Start of Entries

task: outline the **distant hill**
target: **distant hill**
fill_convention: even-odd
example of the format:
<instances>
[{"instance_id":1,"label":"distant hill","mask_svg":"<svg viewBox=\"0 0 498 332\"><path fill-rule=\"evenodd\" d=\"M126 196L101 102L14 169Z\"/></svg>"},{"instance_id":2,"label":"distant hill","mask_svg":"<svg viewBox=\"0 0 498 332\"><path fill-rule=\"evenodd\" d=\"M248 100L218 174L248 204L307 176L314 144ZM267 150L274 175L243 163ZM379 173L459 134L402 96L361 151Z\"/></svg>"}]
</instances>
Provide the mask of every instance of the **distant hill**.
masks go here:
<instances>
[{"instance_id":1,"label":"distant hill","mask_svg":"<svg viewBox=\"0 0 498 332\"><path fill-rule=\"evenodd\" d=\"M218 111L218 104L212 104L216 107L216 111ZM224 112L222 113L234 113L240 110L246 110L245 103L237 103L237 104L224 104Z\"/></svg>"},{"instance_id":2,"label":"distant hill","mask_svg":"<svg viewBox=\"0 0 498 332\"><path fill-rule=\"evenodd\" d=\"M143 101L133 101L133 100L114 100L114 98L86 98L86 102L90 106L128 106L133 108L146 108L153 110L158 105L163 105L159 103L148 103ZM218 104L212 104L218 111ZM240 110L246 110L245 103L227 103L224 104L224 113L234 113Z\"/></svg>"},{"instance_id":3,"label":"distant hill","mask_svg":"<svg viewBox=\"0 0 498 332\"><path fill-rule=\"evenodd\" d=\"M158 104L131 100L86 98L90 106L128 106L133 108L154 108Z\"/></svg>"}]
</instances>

End of Entries

▶ **Work to complete**:
Rewrite every line of the rows above as a numbered list, leaving out any blank lines.

▶ **The response**:
1. task: outline the **distant hill**
2. target: **distant hill**
3. fill_convention: even-odd
4. example of the format:
5. <instances>
6. [{"instance_id":1,"label":"distant hill","mask_svg":"<svg viewBox=\"0 0 498 332\"><path fill-rule=\"evenodd\" d=\"M126 196L101 102L14 169Z\"/></svg>"},{"instance_id":2,"label":"distant hill","mask_svg":"<svg viewBox=\"0 0 498 332\"><path fill-rule=\"evenodd\" d=\"M248 100L218 174L248 204L307 176L314 144ZM267 150L274 175L243 163ZM379 173L459 134L402 96L361 151Z\"/></svg>"}]
7. </instances>
8. Provide the mask of every instance of the **distant hill**.
9. masks go here:
10. <instances>
11. [{"instance_id":1,"label":"distant hill","mask_svg":"<svg viewBox=\"0 0 498 332\"><path fill-rule=\"evenodd\" d=\"M218 111L218 104L212 104L216 107L216 111ZM224 112L222 113L234 113L240 110L246 110L245 103L237 103L237 104L224 104Z\"/></svg>"},{"instance_id":2,"label":"distant hill","mask_svg":"<svg viewBox=\"0 0 498 332\"><path fill-rule=\"evenodd\" d=\"M143 101L133 101L133 100L114 100L114 98L86 98L86 102L90 106L128 106L133 108L146 108L153 110L158 105L163 105L159 103L148 103ZM218 104L212 104L218 111ZM240 110L246 110L245 103L227 103L224 104L224 113L234 113Z\"/></svg>"},{"instance_id":3,"label":"distant hill","mask_svg":"<svg viewBox=\"0 0 498 332\"><path fill-rule=\"evenodd\" d=\"M158 104L131 100L86 98L90 106L128 106L133 108L154 108Z\"/></svg>"}]
12. </instances>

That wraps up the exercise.